Given task:
Please locate each line in the records below that contains the string "black" and copy those lines in full. Match case exactly.

Dataset content:
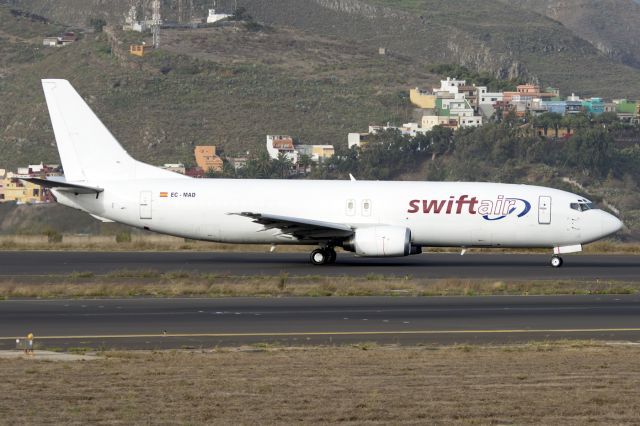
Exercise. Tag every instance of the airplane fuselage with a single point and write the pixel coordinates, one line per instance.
(437, 213)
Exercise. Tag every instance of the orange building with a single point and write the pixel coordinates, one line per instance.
(139, 49)
(207, 159)
(528, 90)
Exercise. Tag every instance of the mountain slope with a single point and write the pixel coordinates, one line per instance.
(221, 86)
(609, 25)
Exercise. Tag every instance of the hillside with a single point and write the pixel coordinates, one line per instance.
(510, 38)
(499, 37)
(224, 86)
(609, 25)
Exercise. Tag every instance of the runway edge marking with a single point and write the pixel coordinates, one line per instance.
(337, 333)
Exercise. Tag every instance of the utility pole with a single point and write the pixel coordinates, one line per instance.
(155, 23)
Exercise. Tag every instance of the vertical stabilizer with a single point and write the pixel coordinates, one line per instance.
(88, 151)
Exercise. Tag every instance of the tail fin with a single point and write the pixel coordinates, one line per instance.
(88, 151)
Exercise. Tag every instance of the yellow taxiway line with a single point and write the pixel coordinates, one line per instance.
(338, 333)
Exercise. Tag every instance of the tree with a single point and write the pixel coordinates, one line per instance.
(282, 165)
(97, 24)
(590, 149)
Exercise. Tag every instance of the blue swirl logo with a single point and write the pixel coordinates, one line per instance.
(514, 205)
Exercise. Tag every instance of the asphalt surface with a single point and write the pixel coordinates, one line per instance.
(190, 322)
(432, 265)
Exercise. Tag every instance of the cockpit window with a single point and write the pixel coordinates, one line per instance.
(582, 205)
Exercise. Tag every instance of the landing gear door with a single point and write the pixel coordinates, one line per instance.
(544, 210)
(145, 204)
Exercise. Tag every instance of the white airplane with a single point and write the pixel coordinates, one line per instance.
(370, 218)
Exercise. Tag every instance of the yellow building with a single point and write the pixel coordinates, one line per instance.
(422, 99)
(207, 159)
(139, 49)
(430, 121)
(15, 190)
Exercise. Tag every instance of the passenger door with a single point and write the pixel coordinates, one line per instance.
(544, 210)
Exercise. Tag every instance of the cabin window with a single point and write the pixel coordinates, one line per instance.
(581, 206)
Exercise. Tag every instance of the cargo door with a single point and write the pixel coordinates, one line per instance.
(145, 204)
(544, 210)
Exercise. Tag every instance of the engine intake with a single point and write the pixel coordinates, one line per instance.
(381, 241)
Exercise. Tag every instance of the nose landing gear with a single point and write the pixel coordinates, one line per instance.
(323, 256)
(556, 261)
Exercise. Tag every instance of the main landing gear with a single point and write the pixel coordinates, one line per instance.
(556, 261)
(323, 256)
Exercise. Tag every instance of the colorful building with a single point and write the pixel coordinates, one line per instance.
(594, 106)
(207, 159)
(422, 98)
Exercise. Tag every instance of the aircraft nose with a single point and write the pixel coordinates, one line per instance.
(610, 224)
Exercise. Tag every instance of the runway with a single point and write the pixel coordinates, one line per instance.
(190, 322)
(429, 265)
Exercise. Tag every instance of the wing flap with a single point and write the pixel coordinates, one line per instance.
(301, 228)
(62, 185)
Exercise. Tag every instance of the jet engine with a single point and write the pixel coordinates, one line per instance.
(381, 241)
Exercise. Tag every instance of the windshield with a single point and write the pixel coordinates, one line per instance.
(582, 205)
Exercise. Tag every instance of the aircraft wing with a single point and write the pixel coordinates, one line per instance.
(302, 229)
(63, 185)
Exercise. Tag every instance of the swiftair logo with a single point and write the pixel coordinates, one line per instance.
(496, 209)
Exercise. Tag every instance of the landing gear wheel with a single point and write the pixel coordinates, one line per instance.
(556, 261)
(332, 255)
(319, 257)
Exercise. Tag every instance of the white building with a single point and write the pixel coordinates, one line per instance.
(281, 143)
(215, 17)
(450, 85)
(175, 167)
(356, 139)
(317, 153)
(488, 98)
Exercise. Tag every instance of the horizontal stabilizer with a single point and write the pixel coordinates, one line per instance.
(62, 185)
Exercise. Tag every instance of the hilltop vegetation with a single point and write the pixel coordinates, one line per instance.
(200, 89)
(312, 70)
(609, 25)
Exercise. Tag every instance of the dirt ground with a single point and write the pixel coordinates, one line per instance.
(567, 383)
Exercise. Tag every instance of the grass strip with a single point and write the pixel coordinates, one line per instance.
(174, 284)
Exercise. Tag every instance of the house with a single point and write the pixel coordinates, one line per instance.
(277, 144)
(430, 121)
(51, 42)
(318, 153)
(68, 38)
(594, 106)
(450, 85)
(175, 167)
(356, 139)
(207, 159)
(21, 192)
(528, 92)
(139, 49)
(215, 17)
(422, 98)
(626, 110)
(238, 162)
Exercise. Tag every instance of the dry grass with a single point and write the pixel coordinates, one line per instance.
(171, 284)
(157, 242)
(570, 383)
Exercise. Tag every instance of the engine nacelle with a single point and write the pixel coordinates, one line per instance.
(380, 241)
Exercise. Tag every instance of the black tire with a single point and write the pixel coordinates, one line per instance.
(556, 261)
(319, 257)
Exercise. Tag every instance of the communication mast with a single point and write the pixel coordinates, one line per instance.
(155, 23)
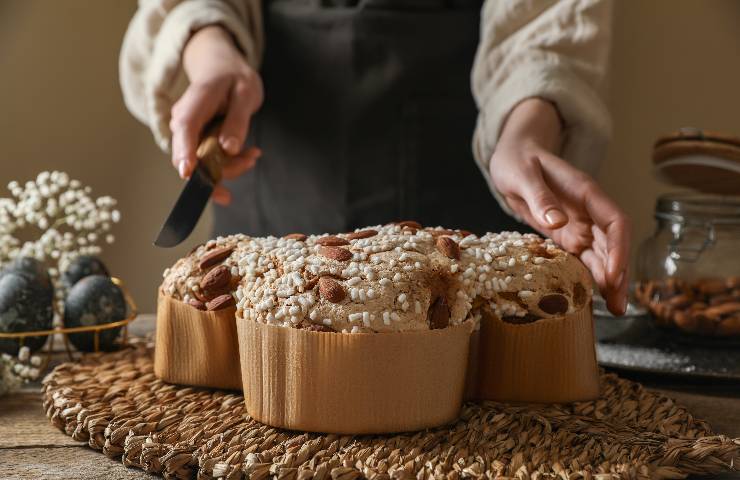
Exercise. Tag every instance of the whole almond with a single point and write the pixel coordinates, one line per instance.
(335, 253)
(216, 280)
(362, 234)
(295, 236)
(195, 248)
(331, 290)
(311, 283)
(332, 241)
(439, 314)
(222, 301)
(197, 304)
(554, 304)
(214, 257)
(448, 247)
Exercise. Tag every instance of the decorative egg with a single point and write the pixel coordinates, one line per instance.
(25, 305)
(81, 267)
(94, 300)
(31, 268)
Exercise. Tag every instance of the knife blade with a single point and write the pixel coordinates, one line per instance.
(194, 196)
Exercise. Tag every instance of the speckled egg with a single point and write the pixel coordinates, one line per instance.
(25, 305)
(81, 267)
(94, 300)
(31, 268)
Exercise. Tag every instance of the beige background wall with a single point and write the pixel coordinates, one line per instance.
(675, 63)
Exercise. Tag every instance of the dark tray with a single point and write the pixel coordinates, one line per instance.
(636, 344)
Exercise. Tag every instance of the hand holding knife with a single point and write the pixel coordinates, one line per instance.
(198, 189)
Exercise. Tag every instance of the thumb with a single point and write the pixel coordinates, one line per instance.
(544, 206)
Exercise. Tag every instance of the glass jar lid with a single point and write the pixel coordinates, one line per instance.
(705, 161)
(698, 208)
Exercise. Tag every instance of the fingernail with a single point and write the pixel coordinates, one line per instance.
(231, 145)
(555, 217)
(620, 279)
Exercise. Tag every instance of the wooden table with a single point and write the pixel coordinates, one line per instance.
(30, 448)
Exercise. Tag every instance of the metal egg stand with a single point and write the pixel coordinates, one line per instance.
(48, 350)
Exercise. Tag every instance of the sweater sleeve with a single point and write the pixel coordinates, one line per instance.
(553, 49)
(150, 65)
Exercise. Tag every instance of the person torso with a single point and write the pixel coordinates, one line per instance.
(367, 119)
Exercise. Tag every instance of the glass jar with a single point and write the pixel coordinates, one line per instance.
(688, 271)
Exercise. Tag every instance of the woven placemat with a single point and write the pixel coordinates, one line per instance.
(116, 404)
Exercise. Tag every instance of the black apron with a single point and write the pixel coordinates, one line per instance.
(368, 118)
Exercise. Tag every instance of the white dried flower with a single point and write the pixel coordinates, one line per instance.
(72, 222)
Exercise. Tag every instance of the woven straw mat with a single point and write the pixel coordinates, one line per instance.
(115, 403)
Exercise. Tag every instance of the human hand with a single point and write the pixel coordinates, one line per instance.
(559, 200)
(221, 82)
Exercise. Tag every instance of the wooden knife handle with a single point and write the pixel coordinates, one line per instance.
(210, 153)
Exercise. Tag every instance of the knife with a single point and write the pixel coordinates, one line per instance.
(194, 196)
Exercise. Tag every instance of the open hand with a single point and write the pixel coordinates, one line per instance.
(561, 201)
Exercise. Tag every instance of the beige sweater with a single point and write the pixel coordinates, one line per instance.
(546, 48)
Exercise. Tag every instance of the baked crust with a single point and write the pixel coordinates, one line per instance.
(388, 278)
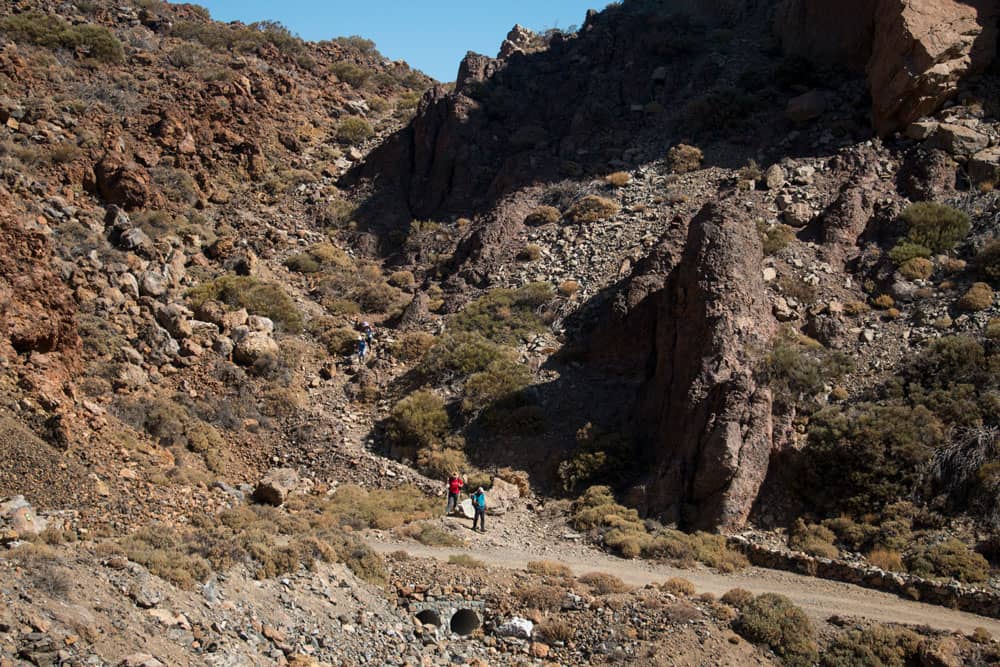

Worked answer:
Exercise. Tag every instance of the black tire with a single point and write the pixel coordinates, one line per instance.
Exercise. Tag every instance of the black apron with a single point and write the pixel coordinates, one line per instance.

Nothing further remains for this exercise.